Ausgewählter Abschnitt:
—————
»Tempo 30 rettet Menschenleben«

Die Umweltschutzorganisation BUND kämpft gegen die geplante Lockerung des Berliner Luftreinhalteplans an. Martin Schlegel, Verkehrsreferent des Landesverbands, über Tempo 30 und die Verkehrsberuhigung durchs Homeoffice.

Ein Verkehrsschild mit der Aufschrift »30«.
Die Stadt Berlin möchte das Höchsttempo auf Hauptverkehrsstraßen von 30 auf 50 erhöhen. Bild: Istock.com/Lolon.

BIORAMA: Teile der Berliner Stadtpolitik möchten von Tempo 30 auf Hauptverkehrsstraßen abrücken und den Individualverkehr wieder mit Tempo 50 ermöglichen. Was spricht dagegen?
Martin Schlegel: Tempo 30 dient vor allem zur Verkehrssicherheit – es rettet Menschenleben. Dazu vermindert es nachweislich Lärm und Abgase.

Die Argumentation des Senats lautet, dass die Grenzwerte für Luftschadstoffe ohnehin erreicht werden. Gleichzeitig empfiehlt die WHO niedrigere Grenzwerte als die derzeit EU-weit vorgegebenen. Müsste man Tempo 30 aus gesundheitlichen Gründen ausbauen?
Ab 2030 müssen ohnehin verschärfte Grenzwerte eingehalten werden. Es ist eigentlich ein Fall für den Rechnungshof, wenn Schilder zunächst abmontiert und dann – wenige Jahre später – wieder aufgestellt werden müssen.
—————
Dateneinträge:
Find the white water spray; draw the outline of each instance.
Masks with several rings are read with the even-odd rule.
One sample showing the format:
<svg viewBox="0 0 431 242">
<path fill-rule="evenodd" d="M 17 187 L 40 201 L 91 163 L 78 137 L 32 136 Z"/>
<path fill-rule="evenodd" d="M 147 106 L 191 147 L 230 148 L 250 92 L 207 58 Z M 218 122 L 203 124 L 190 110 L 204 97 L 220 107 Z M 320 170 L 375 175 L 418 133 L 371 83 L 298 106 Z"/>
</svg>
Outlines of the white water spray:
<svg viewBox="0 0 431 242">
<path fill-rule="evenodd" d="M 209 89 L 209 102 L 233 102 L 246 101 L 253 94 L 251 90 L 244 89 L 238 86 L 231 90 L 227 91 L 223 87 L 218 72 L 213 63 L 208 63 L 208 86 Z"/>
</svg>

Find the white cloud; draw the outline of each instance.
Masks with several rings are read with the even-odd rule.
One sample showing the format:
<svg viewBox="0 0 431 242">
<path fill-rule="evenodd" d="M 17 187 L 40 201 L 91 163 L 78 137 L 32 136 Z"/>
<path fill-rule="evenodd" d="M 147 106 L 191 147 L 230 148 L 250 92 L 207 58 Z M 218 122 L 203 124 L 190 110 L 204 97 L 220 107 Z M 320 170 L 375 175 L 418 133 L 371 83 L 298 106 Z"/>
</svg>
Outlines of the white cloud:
—————
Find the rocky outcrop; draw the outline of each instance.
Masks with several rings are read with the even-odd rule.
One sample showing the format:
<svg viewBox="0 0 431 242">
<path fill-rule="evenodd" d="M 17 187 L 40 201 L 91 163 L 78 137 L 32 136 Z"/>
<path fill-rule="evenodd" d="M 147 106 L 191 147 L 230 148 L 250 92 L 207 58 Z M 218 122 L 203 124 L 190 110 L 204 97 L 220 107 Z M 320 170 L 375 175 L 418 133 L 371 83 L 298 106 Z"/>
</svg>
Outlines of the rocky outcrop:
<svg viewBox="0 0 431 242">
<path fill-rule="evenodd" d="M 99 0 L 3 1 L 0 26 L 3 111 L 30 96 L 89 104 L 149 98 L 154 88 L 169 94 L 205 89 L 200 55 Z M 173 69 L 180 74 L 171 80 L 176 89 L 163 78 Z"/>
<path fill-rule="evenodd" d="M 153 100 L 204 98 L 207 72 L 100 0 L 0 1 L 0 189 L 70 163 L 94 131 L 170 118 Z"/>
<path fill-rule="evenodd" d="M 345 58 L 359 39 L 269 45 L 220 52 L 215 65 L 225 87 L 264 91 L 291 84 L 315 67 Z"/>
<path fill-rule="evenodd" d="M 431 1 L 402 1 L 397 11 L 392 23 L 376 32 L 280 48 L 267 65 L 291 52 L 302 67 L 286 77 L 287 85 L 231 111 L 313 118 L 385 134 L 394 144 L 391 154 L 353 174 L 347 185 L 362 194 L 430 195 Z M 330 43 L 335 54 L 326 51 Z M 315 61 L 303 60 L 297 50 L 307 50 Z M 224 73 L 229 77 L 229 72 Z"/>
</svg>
—————
Aufgabe:
Beantworte diese Fragen zum Interview über Tempo 30:
(a) Welche Funktion hat Martin Schlegel im BUND?
(b) Auf welches Höchsttempo möchte die Stadt Berlin laut Bildunterschrift die Geschwindigkeit auf Hauptverkehrsstraßen erhöhen?
(c) Ab welchem Jahr müssen verschärfte Grenzwerte eingehalten werden?
Die Einträge stammen aus einer anderen Quelle.

Vollständige Ausgabe:
(a) Er ist Verkehrsreferent des Landesverbands.
(b) Auf Tempo 50.
(c) Ab 2030.